WORK INSTRUCTIONS:
Copy out the lines of the material below from the line containing "Satellite change-detection: compared to baseline, find the woman" through the line containing "left=202, top=125, right=375, bottom=385", inclusive, and reproduce them without any change.

DATA LISTING:
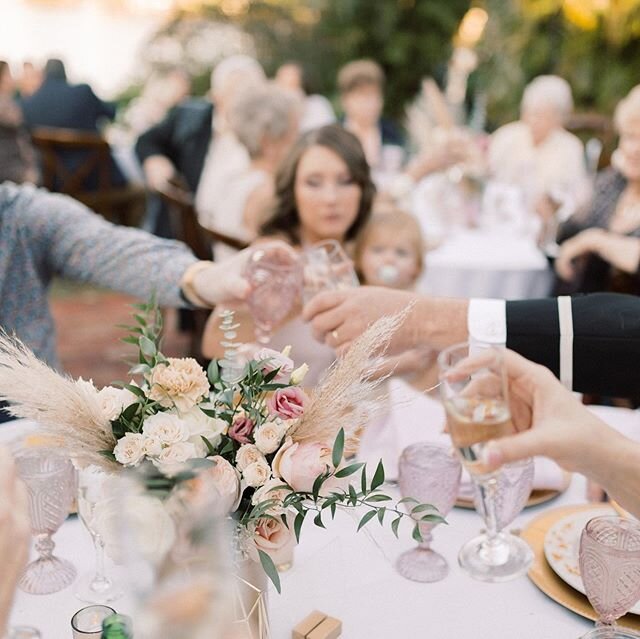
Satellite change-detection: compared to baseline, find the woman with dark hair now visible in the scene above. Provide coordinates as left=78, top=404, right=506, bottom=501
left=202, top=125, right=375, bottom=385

* * *

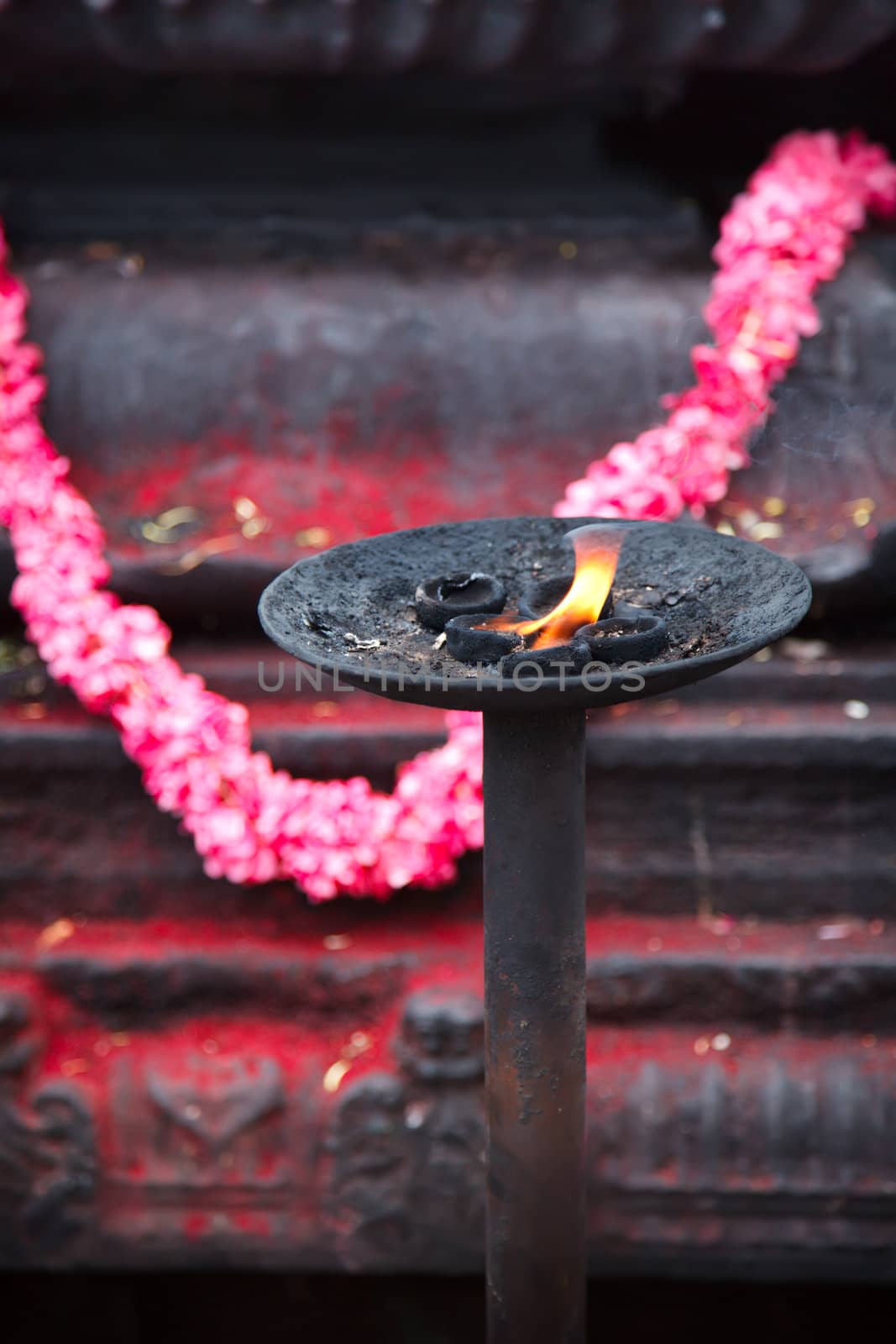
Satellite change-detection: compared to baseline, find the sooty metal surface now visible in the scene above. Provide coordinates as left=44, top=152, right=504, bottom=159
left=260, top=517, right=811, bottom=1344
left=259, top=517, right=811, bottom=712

FULL SOLUTION:
Satellite change-detection: compared to baseline, find the woman with dark hair now visible in the scene above. Provide coordinates as left=78, top=404, right=506, bottom=501
left=202, top=125, right=375, bottom=385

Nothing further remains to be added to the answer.